___ Trecho do documento ___

Você tem essa resposta?

Milano – Não há mais dúvida científica de que há uma mudança climática acontecendo no nosso planeta. Sabe-se mais da metade das causas. É óbvio que não se consegue parar essas causas de imediato, mas a gente não vê nenhuma transição consistente para mudar e os impactos continuam crescendo assustadoramente. Talvez o maior paradoxo que a gente deva considerar é o do conhecimento ter avançado e não ser posto em prática. É a falta de bom senso do ser humano, que pensa que o pior não vai acontecer. “A gente é filho de Deus e na hora H papai do céu vai salvar…” Não tem outra explicação. Como que se explica que em diferentes tendências, diferentes países, diferentes políticas se consiga destruir tanto a natureza, sabendo de todas as informações técnicas e científicas?

Você tem exemplos de suicídios ambientais no Brasil ?

Milano – Localmente são inúmeros os exemplos. Um deles é o de Paragominas, no Pará. Aquelas 300, 400 serrarias eram um orgulho. Mas há uma década metade delas fechou e as que conseguiram continuar abertas tinham que trazer as toras já de uma distância de 70, 100 quilômetros por rodovias de terra com dois palmos de pó. O que tinha em volta de Paragominas era um deserto, um pasto de última qualidade, com uma capacidade produtiva mínima, talvez 0,1 cabeça por hectare. Pelo menos, visualmente, era o que dava para ver. Sem falar numa certa fumaça sobre a cidade proveniente dos fornos de queima da serraria. Esse é um exemplo típico.

___ Itens ___

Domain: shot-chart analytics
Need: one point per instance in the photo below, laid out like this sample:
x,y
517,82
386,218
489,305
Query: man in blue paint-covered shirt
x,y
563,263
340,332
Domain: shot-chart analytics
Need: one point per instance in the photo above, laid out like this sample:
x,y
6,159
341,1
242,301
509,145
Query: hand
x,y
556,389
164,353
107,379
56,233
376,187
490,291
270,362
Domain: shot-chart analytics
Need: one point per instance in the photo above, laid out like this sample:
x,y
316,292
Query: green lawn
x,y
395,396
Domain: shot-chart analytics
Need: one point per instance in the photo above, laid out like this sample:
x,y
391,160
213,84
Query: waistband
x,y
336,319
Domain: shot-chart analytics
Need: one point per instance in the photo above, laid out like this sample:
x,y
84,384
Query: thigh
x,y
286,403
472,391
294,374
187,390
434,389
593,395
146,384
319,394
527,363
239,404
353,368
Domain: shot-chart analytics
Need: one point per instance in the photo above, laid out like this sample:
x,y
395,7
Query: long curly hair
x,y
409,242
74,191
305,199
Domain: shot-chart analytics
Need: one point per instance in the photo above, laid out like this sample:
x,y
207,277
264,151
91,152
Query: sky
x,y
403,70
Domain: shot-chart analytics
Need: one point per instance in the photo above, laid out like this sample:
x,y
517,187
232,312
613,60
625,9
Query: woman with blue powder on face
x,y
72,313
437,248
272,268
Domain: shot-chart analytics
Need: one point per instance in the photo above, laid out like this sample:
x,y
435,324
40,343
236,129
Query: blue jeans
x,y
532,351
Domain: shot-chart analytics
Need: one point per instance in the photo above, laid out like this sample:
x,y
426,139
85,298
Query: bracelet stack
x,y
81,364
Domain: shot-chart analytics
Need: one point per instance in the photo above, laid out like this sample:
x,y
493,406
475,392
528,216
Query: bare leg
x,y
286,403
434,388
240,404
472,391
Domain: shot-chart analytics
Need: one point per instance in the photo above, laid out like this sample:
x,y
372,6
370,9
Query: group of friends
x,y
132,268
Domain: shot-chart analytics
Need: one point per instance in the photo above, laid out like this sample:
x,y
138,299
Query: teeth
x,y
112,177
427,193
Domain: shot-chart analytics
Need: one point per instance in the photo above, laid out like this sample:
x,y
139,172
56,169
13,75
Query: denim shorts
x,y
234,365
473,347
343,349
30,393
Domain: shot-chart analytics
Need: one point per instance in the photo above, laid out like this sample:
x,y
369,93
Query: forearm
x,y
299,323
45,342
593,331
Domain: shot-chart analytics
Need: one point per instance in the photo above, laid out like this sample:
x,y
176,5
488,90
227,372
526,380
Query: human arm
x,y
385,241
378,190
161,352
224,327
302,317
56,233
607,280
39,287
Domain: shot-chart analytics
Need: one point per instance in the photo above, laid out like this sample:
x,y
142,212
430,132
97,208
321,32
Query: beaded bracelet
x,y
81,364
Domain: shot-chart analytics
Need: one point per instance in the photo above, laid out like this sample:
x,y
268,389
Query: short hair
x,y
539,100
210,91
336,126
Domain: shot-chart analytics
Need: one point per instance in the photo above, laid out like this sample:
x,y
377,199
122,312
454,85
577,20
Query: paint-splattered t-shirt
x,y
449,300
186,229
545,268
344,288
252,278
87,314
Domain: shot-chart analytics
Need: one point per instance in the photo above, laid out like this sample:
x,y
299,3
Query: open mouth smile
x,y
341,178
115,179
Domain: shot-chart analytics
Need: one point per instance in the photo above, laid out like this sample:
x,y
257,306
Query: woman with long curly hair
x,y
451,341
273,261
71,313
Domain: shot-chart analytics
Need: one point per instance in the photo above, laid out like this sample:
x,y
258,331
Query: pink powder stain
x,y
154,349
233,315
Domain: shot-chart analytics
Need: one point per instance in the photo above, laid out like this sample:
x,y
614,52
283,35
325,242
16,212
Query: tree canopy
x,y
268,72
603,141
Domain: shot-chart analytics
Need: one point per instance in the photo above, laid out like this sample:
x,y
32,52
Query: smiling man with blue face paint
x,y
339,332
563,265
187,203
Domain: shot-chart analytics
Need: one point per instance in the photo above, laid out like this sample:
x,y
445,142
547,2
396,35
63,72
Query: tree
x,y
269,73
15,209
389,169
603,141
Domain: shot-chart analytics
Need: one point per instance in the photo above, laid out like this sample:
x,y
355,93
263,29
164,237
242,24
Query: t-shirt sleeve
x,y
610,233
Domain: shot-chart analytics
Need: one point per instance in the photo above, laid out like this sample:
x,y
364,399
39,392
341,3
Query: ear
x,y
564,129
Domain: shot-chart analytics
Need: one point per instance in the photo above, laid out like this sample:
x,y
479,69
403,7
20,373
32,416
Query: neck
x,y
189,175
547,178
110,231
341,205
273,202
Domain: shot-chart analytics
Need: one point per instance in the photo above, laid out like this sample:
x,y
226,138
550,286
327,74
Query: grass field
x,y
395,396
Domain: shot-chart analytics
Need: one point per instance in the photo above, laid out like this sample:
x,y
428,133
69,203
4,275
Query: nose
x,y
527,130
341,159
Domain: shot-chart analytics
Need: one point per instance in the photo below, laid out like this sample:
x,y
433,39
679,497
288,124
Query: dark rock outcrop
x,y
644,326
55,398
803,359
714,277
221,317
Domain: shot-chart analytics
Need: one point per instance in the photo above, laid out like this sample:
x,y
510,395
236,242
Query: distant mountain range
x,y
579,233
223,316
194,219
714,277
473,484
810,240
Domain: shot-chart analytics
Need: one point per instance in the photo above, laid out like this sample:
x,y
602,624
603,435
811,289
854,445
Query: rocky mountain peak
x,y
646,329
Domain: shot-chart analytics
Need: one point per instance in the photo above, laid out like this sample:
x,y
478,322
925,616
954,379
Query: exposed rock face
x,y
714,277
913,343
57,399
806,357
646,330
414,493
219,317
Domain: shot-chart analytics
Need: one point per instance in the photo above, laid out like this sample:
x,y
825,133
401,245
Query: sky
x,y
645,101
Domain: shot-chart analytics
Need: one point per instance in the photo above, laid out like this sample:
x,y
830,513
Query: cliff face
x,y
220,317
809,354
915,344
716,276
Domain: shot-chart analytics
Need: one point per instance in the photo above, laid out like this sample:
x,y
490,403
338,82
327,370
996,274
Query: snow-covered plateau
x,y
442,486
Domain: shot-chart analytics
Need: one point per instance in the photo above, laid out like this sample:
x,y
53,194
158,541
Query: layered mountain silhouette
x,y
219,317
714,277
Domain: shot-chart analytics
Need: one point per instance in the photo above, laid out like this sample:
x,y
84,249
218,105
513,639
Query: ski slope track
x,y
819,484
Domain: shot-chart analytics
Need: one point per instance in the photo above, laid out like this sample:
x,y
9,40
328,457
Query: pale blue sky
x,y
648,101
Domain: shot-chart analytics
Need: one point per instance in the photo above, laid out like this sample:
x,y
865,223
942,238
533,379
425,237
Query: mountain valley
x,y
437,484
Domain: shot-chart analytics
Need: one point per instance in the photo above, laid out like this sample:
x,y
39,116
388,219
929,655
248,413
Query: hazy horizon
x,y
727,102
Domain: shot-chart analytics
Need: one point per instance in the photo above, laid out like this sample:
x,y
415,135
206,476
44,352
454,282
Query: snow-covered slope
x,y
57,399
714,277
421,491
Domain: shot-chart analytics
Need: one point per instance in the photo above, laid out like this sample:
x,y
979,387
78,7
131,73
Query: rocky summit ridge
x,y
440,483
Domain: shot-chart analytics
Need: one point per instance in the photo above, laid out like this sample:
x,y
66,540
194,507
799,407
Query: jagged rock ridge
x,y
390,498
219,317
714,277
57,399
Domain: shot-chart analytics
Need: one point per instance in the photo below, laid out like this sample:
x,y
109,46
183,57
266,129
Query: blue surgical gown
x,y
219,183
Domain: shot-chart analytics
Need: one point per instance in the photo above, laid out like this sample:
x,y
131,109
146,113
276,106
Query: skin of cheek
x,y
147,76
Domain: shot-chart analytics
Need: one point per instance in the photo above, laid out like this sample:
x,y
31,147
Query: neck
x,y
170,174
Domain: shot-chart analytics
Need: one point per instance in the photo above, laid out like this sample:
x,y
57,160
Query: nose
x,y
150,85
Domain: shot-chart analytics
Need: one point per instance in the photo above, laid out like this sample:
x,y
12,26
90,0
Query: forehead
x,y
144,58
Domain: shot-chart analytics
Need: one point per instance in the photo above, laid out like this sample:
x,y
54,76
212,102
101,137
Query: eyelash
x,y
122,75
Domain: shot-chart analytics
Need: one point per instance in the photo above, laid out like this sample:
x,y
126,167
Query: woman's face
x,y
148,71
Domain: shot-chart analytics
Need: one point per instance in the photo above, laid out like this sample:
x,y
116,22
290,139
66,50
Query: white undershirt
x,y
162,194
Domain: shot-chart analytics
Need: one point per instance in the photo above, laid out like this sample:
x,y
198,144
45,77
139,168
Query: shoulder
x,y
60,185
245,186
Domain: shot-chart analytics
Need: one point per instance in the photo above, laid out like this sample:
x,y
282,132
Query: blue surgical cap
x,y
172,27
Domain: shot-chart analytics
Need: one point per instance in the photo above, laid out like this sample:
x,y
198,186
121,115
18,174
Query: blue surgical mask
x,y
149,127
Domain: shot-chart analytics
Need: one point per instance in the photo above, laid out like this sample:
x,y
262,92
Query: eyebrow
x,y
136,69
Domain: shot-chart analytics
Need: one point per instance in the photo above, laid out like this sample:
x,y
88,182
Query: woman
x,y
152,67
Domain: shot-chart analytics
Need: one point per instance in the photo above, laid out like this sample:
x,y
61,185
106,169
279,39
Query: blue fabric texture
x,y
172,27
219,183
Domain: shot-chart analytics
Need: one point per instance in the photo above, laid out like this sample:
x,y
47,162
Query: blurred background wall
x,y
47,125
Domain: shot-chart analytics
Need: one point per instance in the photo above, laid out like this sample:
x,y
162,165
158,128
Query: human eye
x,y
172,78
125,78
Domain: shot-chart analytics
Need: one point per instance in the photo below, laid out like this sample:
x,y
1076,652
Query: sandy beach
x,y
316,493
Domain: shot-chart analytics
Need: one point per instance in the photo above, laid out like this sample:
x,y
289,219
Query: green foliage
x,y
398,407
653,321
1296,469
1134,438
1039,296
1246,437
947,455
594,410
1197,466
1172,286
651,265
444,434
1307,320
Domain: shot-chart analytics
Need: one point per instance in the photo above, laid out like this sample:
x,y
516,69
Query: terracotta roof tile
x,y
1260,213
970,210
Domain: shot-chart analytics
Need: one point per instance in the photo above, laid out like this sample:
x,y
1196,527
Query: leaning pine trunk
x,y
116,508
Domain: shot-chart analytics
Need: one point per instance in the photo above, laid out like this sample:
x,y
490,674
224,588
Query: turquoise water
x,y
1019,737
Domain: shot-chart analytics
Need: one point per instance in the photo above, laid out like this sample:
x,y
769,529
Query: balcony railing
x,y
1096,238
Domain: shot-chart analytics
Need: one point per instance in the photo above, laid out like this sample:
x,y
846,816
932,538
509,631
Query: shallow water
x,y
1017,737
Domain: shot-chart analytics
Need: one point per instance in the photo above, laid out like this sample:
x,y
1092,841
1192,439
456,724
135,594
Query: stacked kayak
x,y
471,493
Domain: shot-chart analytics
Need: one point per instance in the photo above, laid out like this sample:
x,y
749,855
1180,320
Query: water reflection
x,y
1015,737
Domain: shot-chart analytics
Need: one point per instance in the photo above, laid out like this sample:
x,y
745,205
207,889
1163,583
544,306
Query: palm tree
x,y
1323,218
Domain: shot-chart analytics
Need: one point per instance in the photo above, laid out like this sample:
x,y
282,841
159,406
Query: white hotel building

___

Desafios:
**1.** Cite, sem alterações, a passagem do trecho que vai de “Você tem exemplos” até “um exemplo típico.”, inclusive.
**2.** Liste todos os nomes de lugares geográficos mencionados no trecho.
Baseie-se somente no trecho para responder.

Respostas:
**1.**
Você tem exemplos de suicídios ambientais no Brasil ?

Milano – Localmente são inúmeros os exemplos. Um deles é o de Paragominas, no Pará. Aquelas 300, 400 serrarias eram um orgulho. Mas há uma década metade delas fechou e as que conseguiram continuar abertas tinham que trazer as toras já de uma distância de 70, 100 quilômetros por rodovias de terra com dois palmos de pó. O que tinha em volta de Paragominas era um deserto, um pasto de última qualidade, com uma capacidade produtiva mínima, talvez 0,1 cabeça por hectare. Pelo menos, visualmente, era o que dava para ver. Sem falar numa certa fumaça sobre a cidade proveniente dos fornos de queima da serraria. Esse é um exemplo típico.

**2.** Brasil, Paragominas, Pará